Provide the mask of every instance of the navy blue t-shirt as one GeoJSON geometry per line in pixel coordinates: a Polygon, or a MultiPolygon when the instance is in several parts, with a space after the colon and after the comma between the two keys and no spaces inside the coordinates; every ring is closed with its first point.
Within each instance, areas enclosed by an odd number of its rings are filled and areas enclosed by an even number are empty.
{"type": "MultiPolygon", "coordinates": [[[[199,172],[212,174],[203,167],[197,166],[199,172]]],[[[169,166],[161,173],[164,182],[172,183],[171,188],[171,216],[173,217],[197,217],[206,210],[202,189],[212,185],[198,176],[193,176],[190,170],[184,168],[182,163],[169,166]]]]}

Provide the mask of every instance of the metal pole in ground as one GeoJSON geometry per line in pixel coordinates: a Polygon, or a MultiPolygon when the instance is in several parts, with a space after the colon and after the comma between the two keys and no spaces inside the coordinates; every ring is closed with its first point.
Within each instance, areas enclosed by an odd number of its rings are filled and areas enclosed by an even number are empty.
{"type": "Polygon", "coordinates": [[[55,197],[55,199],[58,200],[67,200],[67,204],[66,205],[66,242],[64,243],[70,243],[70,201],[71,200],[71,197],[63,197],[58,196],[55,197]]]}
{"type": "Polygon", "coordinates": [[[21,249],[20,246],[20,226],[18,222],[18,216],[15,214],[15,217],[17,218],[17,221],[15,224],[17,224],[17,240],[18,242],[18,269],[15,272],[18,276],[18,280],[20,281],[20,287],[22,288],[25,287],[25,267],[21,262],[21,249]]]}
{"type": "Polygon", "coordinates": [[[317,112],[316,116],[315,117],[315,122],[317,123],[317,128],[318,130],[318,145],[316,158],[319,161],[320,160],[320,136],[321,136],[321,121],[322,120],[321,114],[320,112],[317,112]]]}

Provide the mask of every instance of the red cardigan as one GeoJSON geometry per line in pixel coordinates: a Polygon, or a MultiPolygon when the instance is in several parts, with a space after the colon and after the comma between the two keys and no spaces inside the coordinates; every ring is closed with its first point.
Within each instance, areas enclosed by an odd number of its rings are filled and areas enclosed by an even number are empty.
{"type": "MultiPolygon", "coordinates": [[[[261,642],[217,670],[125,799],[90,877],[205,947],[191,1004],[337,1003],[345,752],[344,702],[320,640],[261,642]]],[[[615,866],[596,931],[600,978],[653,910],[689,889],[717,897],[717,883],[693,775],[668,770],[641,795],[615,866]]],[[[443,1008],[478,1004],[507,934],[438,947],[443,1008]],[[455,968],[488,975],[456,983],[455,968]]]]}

○ ○ ○ ○

(PROBLEM STATEMENT):
Reproduce every line of the items above verbatim, keeping each character and line break unchanged.

(ANSWER FOR THE TASK):
Provide the mask of every instance of the navy blue t-shirt as one GeoJSON geometry per line in pixel coordinates: a Polygon, or a MultiPolygon when the instance is in several parts, with a space after the colon and after the comma between the two keys and no spaces inside the coordinates; every ring is closed with its first point.
Within each instance, areas enclosed by an odd number of its rings are filled and areas enclosed by an even number are empty.
{"type": "MultiPolygon", "coordinates": [[[[199,172],[212,174],[203,167],[197,166],[199,172]]],[[[169,166],[161,173],[164,182],[172,183],[171,188],[171,216],[173,217],[197,217],[206,210],[202,189],[212,185],[198,176],[193,176],[190,170],[184,168],[182,163],[169,166]]]]}

Provide the mask of every instance of the metal pole in ground as one GeoJSON geometry per line in pixel coordinates: a Polygon, or a MultiPolygon when the instance is in several parts, with a space after the colon and after the comma between the two keys and no spaces inside the coordinates; every ring is closed with its first point.
Within each instance, areas enclosed by an odd number of its rings are filled and areas enclosed by an even number are empty.
{"type": "Polygon", "coordinates": [[[55,197],[55,199],[58,200],[67,200],[67,204],[66,205],[66,242],[64,243],[70,243],[70,201],[71,200],[71,197],[63,197],[58,196],[55,197]]]}
{"type": "Polygon", "coordinates": [[[21,249],[20,246],[20,226],[18,222],[18,216],[15,214],[15,217],[17,218],[17,221],[15,224],[17,224],[17,240],[18,242],[18,269],[15,272],[18,276],[18,280],[20,281],[20,287],[22,288],[25,287],[25,267],[21,262],[21,249]]]}
{"type": "Polygon", "coordinates": [[[317,112],[316,116],[315,117],[315,122],[317,123],[317,128],[318,130],[318,145],[316,158],[319,161],[320,160],[320,136],[321,136],[321,121],[322,120],[321,114],[320,112],[317,112]]]}

Provide the mask of every instance of the red cardigan as one GeoJSON geometry per line in pixel coordinates: a Polygon, or a MultiPolygon when the instance is in several parts, with a space after the colon and after the comma between the two keys and no spaces inside the coordinates; every ring is closed with its first point.
Within each instance, areas enclosed by an odd number of its rings are filled and areas enclosed by an even number are empty.
{"type": "MultiPolygon", "coordinates": [[[[261,642],[217,670],[125,799],[90,877],[205,947],[191,1004],[337,1003],[345,752],[344,702],[320,640],[261,642]]],[[[615,866],[596,931],[600,978],[653,910],[689,889],[717,897],[717,883],[693,775],[668,770],[641,795],[615,866]]],[[[443,1008],[478,1004],[507,934],[438,947],[443,1008]],[[455,968],[488,975],[456,983],[455,968]]]]}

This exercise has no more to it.